■ Goal: Pull out each line in the items below that contains the word "blue", and copy those lines in full.

Records from a dataset
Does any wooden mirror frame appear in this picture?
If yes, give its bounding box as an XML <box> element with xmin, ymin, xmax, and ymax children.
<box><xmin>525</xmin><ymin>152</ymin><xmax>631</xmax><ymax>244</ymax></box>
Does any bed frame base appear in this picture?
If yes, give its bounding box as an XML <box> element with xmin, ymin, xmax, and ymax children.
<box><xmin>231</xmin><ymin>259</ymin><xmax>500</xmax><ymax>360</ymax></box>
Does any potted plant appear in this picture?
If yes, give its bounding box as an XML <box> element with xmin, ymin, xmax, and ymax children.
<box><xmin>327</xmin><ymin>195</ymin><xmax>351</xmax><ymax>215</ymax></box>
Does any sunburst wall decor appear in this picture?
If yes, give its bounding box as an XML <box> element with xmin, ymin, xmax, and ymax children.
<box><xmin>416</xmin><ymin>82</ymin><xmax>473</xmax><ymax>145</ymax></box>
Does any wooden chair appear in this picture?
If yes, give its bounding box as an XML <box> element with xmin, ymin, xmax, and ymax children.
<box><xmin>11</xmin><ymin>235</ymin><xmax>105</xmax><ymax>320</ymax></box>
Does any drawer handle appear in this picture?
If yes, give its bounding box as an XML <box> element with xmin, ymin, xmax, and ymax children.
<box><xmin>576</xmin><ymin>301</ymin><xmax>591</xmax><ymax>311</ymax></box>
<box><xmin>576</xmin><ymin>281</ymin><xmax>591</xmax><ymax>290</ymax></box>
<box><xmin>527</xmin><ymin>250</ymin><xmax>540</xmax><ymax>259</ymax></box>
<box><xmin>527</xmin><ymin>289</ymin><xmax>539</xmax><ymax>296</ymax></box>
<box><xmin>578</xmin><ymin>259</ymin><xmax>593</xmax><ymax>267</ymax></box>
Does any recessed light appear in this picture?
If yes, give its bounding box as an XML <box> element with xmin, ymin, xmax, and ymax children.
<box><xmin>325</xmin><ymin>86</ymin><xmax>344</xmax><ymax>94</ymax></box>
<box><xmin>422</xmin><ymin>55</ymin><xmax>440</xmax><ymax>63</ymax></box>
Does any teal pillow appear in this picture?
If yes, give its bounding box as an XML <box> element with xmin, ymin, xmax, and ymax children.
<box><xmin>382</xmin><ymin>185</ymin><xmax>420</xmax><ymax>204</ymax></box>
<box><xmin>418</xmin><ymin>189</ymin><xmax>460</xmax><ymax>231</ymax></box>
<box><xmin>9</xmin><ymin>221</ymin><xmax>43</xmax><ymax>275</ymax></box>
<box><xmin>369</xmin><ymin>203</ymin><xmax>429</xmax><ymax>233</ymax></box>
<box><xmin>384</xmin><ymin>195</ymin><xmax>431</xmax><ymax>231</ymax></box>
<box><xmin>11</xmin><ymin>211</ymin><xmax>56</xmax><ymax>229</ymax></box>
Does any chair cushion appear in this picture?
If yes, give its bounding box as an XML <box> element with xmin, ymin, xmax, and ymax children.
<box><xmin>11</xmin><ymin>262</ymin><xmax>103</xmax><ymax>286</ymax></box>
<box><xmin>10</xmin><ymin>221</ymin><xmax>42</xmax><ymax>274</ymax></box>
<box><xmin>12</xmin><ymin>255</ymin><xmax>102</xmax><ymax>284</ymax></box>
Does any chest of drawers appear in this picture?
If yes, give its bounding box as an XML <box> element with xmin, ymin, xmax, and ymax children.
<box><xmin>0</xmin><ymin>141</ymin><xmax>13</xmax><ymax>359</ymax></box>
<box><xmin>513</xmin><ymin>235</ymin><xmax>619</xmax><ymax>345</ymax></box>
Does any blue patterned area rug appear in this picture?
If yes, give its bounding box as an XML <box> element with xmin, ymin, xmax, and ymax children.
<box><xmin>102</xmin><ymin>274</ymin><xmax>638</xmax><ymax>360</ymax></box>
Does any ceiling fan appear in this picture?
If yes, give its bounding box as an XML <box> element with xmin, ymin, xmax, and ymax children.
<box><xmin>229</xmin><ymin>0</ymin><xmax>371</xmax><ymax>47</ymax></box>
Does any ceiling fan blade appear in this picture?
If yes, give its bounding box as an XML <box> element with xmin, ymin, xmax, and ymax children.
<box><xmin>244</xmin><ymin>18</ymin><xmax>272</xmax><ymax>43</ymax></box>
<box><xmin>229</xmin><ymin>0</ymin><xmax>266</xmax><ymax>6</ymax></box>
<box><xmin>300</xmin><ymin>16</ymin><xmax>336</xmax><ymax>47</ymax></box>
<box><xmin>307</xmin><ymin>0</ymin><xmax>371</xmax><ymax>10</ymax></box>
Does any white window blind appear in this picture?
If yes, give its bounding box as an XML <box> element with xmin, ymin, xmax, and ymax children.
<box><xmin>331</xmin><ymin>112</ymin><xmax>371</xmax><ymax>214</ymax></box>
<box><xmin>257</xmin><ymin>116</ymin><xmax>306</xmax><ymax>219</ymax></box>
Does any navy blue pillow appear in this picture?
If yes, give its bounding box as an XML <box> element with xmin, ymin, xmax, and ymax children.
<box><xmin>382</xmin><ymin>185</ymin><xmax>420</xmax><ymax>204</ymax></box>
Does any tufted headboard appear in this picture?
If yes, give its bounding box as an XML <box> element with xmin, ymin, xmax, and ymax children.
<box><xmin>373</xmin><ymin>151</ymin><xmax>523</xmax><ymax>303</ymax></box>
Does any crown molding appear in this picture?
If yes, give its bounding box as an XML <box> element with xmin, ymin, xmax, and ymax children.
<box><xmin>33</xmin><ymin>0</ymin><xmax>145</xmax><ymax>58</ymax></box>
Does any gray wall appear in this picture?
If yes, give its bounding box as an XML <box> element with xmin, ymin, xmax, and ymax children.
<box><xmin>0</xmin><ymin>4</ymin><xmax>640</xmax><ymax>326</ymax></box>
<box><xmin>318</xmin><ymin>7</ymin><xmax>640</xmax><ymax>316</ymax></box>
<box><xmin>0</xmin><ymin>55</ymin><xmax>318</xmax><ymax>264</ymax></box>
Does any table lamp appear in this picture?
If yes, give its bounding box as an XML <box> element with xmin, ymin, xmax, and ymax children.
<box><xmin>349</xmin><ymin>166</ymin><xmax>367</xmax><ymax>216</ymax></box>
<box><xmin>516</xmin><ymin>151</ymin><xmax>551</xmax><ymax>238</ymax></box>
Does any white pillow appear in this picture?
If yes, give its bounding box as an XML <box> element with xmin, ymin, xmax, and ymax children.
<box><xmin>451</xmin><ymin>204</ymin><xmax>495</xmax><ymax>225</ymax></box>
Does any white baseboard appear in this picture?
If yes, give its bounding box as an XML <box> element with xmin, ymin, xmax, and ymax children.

■ Solution to the exercise:
Does any blue patterned area rug appear in this picture?
Does any navy blue pillow appear in this picture?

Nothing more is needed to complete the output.